== TASK OBJECTIVE ==
Go through the records below and copy out every line holding "blurred".

Referring expression data:
______________________________

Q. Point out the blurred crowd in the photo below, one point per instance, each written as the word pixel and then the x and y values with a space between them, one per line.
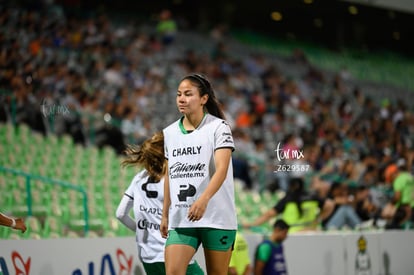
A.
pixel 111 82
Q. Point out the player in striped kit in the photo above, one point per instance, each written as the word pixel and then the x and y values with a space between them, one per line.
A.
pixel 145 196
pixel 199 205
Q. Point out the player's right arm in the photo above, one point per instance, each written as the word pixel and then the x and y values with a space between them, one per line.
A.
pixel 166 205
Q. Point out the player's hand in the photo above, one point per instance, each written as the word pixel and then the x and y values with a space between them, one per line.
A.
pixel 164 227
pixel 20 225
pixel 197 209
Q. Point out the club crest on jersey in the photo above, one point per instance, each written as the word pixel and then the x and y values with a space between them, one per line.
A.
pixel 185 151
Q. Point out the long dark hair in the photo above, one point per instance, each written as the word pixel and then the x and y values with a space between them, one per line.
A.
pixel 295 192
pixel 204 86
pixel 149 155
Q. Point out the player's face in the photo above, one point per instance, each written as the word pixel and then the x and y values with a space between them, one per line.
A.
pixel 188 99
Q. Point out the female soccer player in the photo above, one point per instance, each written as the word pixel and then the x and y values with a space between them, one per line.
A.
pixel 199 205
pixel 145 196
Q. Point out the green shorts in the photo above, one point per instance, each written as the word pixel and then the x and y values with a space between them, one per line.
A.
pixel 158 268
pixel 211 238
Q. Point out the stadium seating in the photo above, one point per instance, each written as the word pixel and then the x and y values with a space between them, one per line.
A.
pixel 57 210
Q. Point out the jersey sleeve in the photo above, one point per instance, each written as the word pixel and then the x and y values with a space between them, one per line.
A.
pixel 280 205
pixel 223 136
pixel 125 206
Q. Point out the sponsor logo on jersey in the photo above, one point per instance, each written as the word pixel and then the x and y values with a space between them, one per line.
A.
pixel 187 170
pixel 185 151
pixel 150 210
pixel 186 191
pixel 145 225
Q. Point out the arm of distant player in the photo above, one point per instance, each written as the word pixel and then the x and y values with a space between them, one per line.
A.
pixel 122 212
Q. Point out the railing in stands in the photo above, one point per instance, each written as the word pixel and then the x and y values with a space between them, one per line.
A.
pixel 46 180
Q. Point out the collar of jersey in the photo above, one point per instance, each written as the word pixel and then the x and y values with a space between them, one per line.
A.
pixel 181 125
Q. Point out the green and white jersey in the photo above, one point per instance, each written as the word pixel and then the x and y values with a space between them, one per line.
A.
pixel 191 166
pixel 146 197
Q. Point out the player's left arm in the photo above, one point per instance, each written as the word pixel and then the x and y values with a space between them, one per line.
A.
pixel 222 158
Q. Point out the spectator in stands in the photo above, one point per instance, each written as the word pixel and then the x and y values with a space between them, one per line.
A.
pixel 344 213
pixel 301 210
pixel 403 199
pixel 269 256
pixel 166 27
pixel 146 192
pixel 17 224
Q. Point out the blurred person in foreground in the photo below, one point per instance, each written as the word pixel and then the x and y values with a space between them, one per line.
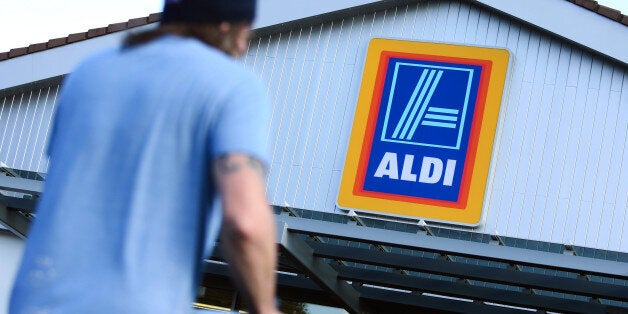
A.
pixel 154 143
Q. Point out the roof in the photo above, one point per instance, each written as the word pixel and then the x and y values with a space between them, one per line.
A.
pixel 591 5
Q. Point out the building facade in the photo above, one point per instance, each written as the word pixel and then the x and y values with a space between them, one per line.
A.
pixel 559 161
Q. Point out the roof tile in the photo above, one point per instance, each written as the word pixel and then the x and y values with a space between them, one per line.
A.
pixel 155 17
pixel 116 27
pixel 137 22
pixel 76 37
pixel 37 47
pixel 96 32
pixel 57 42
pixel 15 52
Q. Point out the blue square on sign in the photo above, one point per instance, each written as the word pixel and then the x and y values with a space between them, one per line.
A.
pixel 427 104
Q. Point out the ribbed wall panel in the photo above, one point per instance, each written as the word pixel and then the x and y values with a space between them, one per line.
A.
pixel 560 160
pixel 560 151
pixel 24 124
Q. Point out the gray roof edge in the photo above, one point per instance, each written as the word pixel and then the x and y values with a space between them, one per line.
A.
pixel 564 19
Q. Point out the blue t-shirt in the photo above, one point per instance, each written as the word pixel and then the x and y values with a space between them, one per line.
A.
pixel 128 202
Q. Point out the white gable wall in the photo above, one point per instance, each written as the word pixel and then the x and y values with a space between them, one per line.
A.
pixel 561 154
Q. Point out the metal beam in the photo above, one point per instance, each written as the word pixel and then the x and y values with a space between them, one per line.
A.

______________________________

== YOUR SOLUTION ==
Q. Point out the blurred crowd in the photo below, one point per instance, each written as the word pixel and then the x and y values with a space between them, one per line.
Q. Point out the blurred person in foreground in the photo below, one point per instance, each written as the word pixel and then the x and y values with a space between them, one per line.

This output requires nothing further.